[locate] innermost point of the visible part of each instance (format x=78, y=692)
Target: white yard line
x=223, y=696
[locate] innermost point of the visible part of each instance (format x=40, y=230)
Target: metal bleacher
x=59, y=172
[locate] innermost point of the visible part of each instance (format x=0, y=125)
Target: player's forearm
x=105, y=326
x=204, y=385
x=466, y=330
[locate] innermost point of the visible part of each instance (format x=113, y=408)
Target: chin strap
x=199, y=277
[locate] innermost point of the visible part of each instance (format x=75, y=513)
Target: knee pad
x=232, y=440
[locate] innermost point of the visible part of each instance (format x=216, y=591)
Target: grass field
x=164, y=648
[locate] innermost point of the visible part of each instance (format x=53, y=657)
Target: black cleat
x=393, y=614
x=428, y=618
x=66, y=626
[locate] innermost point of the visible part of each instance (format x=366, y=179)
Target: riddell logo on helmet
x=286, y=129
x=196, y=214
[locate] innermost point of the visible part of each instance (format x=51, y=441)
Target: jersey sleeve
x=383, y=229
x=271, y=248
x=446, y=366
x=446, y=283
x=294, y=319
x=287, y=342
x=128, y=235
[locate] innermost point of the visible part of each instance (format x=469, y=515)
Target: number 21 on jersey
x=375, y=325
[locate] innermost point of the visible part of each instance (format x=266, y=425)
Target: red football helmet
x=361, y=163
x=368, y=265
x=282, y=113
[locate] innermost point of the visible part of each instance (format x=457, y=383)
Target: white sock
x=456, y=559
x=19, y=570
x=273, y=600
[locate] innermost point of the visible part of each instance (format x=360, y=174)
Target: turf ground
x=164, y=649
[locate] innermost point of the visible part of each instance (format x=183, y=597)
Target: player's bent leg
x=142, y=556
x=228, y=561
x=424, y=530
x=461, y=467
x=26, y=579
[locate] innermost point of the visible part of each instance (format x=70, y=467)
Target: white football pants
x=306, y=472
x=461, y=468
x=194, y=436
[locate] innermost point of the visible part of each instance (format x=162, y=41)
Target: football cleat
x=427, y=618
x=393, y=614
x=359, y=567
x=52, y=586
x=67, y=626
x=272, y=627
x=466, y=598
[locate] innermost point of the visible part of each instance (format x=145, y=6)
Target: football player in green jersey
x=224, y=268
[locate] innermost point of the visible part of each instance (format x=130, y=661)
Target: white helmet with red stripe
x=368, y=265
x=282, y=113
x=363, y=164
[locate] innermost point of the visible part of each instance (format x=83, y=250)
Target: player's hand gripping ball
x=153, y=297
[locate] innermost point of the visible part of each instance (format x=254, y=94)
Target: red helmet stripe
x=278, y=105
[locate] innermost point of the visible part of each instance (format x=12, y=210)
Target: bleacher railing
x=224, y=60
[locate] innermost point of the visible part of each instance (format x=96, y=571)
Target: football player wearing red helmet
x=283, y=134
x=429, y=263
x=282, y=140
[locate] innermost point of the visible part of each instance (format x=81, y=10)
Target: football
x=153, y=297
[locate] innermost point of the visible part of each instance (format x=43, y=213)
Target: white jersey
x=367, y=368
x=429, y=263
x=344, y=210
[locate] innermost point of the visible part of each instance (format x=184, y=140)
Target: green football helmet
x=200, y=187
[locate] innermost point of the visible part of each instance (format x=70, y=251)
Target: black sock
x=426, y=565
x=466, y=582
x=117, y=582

•••••

INSTRUCTIONS FOR THE TASK >> Set down exactly the line that holds "(format x=70, y=251)" and all lines after it to the end of the data.

PROBLEM SOLUTION >>
[locate] innermost point of the visible part of each instance (format x=70, y=251)
Target: black sock
x=426, y=565
x=466, y=582
x=117, y=582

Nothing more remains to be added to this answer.